[Set exercise]: Copy the data from the line that contains "Indicate the woman's" to its last line, exactly, including both of those lines and leaving out everything before.
+ + +
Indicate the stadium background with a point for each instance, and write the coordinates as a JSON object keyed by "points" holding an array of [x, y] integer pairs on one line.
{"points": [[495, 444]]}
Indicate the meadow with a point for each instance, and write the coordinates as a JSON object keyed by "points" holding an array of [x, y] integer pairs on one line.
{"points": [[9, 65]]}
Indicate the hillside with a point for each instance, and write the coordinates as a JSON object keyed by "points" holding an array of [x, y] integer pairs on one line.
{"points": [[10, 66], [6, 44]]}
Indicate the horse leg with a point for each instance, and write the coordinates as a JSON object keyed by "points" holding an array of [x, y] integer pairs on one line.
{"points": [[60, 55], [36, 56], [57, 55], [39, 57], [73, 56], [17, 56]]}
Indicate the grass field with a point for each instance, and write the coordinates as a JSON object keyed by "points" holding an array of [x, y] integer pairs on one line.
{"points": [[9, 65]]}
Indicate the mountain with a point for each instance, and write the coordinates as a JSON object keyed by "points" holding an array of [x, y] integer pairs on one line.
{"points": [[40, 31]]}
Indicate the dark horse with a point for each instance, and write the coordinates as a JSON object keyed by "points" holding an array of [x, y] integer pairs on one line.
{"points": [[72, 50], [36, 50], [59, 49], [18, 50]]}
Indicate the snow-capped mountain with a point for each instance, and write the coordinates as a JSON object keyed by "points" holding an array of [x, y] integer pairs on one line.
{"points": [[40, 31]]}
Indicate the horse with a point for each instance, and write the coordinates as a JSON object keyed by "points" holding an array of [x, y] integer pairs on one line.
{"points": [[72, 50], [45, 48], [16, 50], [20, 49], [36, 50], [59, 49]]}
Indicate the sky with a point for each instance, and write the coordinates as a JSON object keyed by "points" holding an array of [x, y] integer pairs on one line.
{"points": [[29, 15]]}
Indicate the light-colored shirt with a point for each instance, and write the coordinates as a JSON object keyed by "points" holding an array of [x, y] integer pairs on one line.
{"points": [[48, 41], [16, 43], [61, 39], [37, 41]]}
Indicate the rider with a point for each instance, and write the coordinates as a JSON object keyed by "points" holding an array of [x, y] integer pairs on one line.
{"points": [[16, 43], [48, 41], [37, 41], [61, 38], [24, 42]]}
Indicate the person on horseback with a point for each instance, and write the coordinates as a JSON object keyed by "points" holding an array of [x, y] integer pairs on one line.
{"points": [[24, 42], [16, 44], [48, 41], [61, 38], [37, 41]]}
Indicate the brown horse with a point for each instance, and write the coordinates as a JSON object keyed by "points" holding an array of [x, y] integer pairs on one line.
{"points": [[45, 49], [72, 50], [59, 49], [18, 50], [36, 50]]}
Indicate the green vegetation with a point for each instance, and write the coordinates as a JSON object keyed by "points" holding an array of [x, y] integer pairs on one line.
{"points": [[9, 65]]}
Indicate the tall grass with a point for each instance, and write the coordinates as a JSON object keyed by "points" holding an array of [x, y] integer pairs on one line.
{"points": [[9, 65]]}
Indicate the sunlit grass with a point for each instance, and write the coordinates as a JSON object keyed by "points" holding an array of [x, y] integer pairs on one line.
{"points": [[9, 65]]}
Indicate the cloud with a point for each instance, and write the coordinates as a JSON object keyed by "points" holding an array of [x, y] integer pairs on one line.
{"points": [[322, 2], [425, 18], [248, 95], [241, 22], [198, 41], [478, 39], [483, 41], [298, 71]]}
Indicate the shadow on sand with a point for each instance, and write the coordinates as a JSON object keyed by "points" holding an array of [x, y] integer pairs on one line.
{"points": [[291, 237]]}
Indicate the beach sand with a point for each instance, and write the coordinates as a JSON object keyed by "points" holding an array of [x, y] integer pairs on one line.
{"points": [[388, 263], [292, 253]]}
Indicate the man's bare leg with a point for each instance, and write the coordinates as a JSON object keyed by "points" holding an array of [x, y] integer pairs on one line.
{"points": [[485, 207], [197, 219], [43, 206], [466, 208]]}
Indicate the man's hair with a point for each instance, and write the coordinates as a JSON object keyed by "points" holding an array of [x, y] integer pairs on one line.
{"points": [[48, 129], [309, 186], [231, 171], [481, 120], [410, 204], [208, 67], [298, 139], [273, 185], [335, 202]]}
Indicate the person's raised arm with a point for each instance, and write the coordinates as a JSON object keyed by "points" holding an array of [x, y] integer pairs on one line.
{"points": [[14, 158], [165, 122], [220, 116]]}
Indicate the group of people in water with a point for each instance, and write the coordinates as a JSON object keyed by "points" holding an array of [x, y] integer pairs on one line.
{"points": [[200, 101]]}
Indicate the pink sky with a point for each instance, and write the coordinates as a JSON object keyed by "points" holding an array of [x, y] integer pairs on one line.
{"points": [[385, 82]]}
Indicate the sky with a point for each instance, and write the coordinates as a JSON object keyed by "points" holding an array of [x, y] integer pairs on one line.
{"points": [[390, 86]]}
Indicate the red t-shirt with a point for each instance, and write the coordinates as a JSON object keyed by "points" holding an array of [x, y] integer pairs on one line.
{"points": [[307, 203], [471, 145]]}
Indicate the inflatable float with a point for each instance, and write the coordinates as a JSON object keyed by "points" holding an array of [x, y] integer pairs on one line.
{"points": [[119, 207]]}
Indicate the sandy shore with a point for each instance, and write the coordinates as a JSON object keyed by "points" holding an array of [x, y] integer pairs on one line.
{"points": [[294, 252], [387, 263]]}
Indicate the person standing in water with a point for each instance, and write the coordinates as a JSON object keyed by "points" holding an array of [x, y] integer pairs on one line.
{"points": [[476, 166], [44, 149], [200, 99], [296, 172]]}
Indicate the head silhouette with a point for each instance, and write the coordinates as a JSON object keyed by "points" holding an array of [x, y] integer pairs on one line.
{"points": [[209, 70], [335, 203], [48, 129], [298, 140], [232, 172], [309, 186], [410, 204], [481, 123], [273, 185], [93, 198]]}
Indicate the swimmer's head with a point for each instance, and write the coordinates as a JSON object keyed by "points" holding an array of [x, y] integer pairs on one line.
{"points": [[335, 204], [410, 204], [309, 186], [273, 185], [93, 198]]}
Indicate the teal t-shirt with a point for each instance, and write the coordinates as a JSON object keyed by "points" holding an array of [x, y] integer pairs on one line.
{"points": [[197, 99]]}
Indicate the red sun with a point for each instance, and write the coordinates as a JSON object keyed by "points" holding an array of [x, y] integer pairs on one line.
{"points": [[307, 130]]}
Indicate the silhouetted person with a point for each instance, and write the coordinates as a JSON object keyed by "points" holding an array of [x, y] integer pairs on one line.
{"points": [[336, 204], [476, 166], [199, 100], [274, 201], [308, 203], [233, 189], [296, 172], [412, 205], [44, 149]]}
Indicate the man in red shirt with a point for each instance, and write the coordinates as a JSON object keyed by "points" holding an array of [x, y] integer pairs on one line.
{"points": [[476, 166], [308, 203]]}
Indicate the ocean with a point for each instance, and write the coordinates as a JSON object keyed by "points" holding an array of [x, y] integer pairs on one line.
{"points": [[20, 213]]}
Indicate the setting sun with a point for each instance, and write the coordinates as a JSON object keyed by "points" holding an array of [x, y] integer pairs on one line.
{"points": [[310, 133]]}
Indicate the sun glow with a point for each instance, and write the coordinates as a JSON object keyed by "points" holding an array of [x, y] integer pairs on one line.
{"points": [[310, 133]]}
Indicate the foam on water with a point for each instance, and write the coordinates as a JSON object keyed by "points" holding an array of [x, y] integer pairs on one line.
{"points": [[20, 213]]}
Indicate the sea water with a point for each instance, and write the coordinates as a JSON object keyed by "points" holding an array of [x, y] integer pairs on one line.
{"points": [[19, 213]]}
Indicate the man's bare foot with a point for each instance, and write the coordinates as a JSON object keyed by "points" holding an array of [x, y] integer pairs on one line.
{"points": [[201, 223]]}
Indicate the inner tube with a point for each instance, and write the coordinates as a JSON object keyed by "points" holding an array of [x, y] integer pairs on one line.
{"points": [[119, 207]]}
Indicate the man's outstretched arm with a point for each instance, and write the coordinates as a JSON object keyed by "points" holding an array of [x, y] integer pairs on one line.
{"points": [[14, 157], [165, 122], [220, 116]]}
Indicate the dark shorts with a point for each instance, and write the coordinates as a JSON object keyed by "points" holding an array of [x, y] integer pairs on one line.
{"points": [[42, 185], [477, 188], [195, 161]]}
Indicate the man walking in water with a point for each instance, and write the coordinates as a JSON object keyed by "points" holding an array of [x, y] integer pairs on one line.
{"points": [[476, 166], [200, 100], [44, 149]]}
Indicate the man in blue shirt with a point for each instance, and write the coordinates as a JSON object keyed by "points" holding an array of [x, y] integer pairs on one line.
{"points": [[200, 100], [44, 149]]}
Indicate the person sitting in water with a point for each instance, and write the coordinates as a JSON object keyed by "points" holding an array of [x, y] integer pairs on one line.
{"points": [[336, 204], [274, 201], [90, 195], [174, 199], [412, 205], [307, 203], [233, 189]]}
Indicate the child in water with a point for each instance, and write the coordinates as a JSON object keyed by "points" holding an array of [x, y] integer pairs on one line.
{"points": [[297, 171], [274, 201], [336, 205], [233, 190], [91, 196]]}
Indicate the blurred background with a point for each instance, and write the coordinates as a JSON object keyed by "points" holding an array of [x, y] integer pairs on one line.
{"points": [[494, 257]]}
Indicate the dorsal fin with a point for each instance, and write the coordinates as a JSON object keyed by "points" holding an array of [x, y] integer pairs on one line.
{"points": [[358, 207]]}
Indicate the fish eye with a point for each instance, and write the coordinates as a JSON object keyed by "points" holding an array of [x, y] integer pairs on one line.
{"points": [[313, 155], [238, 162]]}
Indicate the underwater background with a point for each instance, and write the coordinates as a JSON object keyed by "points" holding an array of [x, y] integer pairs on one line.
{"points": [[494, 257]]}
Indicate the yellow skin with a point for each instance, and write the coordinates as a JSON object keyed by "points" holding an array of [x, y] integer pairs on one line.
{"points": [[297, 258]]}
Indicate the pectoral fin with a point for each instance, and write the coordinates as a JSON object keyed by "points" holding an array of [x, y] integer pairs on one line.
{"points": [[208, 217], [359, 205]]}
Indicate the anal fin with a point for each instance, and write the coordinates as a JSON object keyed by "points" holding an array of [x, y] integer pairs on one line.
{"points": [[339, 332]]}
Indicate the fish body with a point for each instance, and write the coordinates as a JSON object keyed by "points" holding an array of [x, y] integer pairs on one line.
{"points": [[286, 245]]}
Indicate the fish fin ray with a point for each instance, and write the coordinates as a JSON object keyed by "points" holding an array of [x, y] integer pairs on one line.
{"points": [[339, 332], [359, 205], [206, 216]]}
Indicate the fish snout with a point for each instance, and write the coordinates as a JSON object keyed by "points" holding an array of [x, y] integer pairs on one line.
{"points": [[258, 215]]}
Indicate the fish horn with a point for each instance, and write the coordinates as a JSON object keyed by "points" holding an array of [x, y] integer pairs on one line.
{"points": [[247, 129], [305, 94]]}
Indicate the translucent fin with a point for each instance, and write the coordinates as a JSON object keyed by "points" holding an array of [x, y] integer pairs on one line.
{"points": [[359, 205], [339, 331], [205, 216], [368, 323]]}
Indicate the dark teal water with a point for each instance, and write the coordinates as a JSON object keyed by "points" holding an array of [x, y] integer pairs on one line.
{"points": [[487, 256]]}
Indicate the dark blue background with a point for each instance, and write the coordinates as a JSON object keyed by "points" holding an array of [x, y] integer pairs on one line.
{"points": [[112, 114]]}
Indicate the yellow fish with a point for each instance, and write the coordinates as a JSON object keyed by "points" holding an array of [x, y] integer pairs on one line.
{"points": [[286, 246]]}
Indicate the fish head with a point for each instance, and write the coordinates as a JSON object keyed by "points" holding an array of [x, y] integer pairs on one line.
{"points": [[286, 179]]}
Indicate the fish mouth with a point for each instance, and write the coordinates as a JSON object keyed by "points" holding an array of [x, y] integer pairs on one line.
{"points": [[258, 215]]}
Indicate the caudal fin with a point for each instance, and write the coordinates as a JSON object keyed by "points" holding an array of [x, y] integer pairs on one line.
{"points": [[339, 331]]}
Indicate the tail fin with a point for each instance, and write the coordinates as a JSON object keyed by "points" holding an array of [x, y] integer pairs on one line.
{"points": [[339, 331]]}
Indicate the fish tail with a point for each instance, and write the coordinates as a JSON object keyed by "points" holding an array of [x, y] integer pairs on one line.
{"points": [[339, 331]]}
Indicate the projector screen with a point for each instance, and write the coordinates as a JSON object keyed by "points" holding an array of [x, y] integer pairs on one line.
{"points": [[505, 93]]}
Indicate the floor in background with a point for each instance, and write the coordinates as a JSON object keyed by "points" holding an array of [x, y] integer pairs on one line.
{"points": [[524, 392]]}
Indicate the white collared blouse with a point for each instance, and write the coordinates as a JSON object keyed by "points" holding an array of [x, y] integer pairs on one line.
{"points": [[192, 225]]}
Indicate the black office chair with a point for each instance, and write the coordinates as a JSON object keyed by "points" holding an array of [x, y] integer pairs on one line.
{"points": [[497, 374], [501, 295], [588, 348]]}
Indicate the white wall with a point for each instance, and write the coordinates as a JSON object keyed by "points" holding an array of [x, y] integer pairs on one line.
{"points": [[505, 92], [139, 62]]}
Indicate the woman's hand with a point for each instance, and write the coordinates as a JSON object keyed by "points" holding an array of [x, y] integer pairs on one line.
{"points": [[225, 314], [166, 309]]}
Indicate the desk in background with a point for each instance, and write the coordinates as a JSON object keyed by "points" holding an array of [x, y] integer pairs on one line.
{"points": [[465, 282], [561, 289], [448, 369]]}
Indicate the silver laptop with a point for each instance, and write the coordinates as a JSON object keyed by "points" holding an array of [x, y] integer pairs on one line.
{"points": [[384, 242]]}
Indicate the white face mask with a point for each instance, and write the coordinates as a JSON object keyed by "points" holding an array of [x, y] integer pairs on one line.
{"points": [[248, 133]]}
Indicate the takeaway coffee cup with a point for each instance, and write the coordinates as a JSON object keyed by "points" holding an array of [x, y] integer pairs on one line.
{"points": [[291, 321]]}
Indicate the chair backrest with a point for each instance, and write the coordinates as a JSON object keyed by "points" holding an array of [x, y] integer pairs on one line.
+ + +
[Final result]:
Indicate the woman's hand with a point for each instance, and write the coordinates as a JSON object keyed by "points" holding an array of [x, y] integer pairs on one line.
{"points": [[225, 314], [166, 309]]}
Indicate the desk in background with a point for each instance, and write the coordinates as a JSON object keyed by "points" holding an array of [x, y] integer pairs on one line.
{"points": [[465, 282], [561, 289], [448, 369]]}
Indicate the silver laptop with a point for each instance, and write the coordinates as a JSON object keyed by "points" holding an array of [x, y] integer pairs on one line.
{"points": [[384, 242]]}
Indicate the white face mask with a point for each instance, and write the coordinates as a JSON object keyed by "points" holding an array of [x, y] integer pairs on one line.
{"points": [[248, 133]]}
Indicate the takeaway coffee cup with a point for each instance, and write the coordinates as a JSON object keyed by "points" holding an array of [x, y] integer pairs on one line.
{"points": [[291, 321]]}
Indicate the chair backrest with a point for each instance, and write the coordinates as a JSON object keyed by "points" holding an array of [x, y] integer pairs on one line.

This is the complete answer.